→ OBJECTIVE
Find every line in the records below that contains the word "city" and copy each of those lines.
□ □ □ □ □
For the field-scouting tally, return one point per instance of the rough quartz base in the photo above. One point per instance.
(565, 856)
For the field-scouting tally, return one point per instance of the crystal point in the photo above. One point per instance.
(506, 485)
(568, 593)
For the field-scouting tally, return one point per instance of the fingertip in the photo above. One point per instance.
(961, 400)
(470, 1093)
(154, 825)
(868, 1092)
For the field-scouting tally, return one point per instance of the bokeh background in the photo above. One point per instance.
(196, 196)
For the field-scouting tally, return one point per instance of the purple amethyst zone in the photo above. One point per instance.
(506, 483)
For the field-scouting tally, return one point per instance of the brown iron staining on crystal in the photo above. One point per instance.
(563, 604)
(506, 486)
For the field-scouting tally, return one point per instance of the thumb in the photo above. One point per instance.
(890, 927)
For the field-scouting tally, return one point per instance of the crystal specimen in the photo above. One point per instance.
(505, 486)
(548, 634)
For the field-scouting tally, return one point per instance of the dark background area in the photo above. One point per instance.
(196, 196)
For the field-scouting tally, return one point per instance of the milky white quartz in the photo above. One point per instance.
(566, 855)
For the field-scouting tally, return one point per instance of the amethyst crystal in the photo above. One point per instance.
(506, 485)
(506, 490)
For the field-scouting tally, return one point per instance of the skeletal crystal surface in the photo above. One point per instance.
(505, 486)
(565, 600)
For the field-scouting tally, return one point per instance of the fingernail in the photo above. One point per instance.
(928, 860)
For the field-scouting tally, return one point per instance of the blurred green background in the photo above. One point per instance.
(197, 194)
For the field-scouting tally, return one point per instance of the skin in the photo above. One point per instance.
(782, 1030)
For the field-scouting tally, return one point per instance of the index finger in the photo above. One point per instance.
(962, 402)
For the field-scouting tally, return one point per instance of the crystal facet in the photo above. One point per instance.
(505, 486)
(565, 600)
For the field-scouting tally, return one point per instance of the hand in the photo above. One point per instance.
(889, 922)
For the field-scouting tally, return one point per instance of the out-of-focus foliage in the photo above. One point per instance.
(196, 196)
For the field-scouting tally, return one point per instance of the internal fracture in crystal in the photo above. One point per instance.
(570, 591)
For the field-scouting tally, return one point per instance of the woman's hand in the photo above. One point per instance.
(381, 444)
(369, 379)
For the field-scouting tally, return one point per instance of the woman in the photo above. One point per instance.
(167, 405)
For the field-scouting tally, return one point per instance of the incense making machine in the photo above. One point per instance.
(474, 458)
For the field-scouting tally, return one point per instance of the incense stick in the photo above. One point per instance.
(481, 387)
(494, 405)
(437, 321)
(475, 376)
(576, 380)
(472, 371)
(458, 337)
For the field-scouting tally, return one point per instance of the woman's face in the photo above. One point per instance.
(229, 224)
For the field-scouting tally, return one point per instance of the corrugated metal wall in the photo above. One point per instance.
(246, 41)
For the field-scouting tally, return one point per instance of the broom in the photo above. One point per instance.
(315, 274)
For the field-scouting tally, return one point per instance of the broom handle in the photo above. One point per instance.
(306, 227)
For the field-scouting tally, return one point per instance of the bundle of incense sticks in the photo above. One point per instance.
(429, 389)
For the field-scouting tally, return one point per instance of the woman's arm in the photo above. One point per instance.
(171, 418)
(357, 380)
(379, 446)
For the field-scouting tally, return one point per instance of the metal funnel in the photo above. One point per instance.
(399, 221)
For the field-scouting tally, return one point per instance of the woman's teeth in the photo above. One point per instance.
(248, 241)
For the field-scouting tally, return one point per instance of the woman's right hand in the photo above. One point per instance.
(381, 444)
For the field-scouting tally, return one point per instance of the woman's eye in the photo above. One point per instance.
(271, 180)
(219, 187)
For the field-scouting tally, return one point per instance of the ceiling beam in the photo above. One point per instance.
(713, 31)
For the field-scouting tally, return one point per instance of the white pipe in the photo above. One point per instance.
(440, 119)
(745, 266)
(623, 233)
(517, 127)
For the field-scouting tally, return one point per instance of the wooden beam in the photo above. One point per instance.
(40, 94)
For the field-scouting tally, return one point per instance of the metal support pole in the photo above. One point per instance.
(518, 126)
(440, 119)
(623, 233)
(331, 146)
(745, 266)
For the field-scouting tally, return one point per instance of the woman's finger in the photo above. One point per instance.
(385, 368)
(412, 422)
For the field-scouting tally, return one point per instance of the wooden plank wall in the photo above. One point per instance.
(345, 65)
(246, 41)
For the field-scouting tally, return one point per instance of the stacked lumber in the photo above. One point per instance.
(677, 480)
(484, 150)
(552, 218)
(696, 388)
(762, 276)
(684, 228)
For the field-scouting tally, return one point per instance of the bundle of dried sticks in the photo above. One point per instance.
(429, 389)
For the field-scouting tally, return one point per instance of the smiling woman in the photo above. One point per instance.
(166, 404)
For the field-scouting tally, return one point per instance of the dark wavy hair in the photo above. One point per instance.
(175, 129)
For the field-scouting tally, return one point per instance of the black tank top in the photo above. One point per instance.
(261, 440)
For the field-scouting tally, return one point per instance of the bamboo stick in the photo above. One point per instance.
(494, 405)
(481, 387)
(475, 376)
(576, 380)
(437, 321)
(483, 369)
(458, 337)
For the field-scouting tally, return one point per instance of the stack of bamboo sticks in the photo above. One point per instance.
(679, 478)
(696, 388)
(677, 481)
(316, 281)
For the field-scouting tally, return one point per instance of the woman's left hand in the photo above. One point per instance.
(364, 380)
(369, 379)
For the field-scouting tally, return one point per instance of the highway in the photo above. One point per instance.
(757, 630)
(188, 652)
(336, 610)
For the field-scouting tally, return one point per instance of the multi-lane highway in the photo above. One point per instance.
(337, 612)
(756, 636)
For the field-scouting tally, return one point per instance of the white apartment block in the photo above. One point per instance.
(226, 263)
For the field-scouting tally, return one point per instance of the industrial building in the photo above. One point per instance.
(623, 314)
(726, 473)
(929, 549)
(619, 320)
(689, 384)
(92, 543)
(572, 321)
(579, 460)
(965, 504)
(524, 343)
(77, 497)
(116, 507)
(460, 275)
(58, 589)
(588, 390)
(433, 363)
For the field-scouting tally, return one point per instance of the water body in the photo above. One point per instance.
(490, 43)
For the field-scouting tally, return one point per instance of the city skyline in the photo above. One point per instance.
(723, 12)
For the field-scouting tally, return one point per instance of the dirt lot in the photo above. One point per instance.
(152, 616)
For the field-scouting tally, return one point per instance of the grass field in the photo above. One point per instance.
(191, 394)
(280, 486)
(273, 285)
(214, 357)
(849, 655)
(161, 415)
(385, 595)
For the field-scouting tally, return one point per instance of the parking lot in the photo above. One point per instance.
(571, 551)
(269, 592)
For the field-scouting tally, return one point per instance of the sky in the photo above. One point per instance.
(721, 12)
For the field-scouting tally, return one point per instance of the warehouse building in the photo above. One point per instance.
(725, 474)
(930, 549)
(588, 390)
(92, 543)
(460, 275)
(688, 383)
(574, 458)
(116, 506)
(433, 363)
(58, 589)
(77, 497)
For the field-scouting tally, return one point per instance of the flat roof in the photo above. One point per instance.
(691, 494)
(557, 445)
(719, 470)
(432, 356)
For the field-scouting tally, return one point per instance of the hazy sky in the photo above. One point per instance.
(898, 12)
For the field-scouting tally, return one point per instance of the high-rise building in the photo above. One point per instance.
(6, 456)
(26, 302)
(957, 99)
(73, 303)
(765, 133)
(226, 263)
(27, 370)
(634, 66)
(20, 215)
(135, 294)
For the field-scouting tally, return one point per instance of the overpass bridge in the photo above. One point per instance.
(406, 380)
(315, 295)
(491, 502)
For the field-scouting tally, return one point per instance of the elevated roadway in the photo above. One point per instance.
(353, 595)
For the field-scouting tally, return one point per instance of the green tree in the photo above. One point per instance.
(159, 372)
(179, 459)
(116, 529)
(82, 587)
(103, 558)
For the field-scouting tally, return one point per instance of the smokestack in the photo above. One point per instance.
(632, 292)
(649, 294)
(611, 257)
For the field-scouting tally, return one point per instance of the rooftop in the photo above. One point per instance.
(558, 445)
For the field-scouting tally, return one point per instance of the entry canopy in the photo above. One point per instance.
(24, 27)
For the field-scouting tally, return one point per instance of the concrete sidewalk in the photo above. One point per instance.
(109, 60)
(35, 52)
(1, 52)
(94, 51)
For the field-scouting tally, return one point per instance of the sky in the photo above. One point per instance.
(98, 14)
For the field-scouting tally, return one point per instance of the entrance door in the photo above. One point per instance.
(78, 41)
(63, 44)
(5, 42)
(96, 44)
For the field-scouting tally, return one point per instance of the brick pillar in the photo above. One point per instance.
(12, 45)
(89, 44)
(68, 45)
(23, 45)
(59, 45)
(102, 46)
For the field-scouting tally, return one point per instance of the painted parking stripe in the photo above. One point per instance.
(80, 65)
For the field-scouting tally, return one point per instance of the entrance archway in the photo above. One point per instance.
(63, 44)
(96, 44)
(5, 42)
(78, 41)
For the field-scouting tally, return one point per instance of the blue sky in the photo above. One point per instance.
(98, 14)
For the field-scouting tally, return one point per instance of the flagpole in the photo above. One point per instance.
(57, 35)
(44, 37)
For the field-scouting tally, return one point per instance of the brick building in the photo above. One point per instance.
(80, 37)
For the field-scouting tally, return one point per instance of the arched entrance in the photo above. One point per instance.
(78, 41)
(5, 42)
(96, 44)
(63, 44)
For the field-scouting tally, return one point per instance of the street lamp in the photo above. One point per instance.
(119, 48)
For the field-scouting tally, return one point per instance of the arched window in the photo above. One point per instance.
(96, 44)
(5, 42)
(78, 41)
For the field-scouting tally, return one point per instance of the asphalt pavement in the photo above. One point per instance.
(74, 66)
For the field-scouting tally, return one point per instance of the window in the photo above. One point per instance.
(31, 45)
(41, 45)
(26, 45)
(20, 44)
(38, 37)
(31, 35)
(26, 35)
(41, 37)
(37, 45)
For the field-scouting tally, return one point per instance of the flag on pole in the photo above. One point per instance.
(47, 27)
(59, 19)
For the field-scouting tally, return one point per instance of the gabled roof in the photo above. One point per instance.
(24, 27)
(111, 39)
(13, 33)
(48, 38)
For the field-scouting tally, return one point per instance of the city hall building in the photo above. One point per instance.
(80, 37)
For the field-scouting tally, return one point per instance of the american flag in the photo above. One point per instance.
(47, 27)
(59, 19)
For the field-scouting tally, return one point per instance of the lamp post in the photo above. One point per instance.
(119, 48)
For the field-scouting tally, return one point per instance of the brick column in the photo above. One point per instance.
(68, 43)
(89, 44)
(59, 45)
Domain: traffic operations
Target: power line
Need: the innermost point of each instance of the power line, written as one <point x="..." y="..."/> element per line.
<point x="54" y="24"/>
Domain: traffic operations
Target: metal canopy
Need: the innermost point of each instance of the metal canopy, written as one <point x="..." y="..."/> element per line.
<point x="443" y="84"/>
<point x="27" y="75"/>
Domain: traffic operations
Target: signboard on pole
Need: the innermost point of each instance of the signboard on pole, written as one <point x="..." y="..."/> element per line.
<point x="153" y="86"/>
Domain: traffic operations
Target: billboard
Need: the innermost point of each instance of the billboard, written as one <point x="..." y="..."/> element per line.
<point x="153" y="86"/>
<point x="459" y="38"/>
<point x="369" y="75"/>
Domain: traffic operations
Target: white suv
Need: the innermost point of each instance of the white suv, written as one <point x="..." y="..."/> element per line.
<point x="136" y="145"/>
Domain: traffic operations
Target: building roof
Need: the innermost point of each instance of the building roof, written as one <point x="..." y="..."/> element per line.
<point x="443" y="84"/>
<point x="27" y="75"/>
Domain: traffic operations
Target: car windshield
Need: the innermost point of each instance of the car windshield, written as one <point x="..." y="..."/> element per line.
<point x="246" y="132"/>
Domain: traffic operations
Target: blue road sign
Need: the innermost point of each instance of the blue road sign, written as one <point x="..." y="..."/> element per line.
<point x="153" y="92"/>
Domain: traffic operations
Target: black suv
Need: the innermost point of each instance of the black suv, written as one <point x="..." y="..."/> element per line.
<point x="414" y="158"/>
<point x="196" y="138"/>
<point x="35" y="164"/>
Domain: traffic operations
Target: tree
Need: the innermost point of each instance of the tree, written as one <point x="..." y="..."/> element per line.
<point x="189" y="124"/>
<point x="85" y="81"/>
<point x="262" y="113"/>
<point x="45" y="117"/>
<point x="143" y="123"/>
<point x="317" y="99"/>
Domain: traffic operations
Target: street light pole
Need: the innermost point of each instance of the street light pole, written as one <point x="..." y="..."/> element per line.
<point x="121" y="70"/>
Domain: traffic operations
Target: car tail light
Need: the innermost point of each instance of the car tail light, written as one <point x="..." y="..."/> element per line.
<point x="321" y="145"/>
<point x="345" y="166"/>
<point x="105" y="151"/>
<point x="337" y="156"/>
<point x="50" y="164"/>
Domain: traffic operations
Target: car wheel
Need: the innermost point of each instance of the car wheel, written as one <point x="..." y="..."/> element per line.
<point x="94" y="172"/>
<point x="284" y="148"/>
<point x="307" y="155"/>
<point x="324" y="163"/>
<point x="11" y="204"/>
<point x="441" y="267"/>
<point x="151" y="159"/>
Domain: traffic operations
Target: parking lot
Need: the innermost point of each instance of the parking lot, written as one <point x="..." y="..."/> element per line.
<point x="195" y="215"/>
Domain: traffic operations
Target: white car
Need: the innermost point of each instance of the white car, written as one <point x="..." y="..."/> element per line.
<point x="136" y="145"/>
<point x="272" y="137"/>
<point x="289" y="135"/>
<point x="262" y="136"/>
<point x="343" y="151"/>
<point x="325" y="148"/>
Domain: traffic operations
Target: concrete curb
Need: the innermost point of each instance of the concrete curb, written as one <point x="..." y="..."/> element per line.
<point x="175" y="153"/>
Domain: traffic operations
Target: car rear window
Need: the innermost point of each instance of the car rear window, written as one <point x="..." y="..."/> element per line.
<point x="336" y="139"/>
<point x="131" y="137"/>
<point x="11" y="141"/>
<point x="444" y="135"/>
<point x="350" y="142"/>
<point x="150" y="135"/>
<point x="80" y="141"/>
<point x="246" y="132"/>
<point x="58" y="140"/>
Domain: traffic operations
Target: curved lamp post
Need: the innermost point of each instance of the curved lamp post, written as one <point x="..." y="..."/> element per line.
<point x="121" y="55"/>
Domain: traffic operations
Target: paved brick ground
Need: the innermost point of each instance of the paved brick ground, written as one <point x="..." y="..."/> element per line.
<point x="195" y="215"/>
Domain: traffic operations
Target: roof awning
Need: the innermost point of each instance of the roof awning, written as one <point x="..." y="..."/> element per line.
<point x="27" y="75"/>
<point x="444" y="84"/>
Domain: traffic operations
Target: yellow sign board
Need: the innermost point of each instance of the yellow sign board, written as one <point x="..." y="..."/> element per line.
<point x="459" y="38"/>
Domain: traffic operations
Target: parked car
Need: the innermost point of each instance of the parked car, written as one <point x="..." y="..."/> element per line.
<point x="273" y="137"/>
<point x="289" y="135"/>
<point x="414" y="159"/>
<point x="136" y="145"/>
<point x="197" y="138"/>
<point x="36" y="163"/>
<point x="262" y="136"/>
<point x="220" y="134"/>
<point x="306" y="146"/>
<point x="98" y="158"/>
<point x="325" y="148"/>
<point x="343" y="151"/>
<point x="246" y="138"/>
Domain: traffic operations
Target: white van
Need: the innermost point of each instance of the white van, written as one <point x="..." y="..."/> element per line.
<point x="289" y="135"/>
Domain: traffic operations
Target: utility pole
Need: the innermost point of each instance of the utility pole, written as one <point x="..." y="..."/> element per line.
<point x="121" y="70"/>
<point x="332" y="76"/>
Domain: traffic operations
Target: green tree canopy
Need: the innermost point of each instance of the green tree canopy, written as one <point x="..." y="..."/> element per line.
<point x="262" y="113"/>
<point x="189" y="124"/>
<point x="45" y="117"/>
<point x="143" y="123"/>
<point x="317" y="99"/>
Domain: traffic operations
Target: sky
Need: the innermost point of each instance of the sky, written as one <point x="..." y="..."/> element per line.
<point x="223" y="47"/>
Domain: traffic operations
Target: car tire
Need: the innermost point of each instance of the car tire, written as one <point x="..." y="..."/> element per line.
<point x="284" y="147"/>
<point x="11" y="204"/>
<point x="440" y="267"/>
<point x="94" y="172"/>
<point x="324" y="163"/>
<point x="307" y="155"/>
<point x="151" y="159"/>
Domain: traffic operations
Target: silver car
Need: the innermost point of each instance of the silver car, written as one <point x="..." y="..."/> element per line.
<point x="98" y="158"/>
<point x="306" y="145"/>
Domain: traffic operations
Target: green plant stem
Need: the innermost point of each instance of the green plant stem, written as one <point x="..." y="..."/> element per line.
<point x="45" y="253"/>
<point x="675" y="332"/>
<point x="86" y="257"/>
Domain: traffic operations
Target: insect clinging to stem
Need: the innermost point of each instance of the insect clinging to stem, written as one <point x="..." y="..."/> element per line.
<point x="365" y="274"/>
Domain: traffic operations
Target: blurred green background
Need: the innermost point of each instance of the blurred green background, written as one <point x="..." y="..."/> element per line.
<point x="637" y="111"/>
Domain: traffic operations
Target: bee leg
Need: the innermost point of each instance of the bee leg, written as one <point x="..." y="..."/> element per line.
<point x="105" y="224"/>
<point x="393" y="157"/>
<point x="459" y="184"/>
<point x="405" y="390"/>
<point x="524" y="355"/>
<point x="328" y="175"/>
□ □ □ □ □
→ TASK ANSWER
For the field-scouting tally, return one point per instance of the city skyline in the photo above. One point per instance.
For the field-scouting tally, return one point per instance of the city hall building in the photo above. One point per instance.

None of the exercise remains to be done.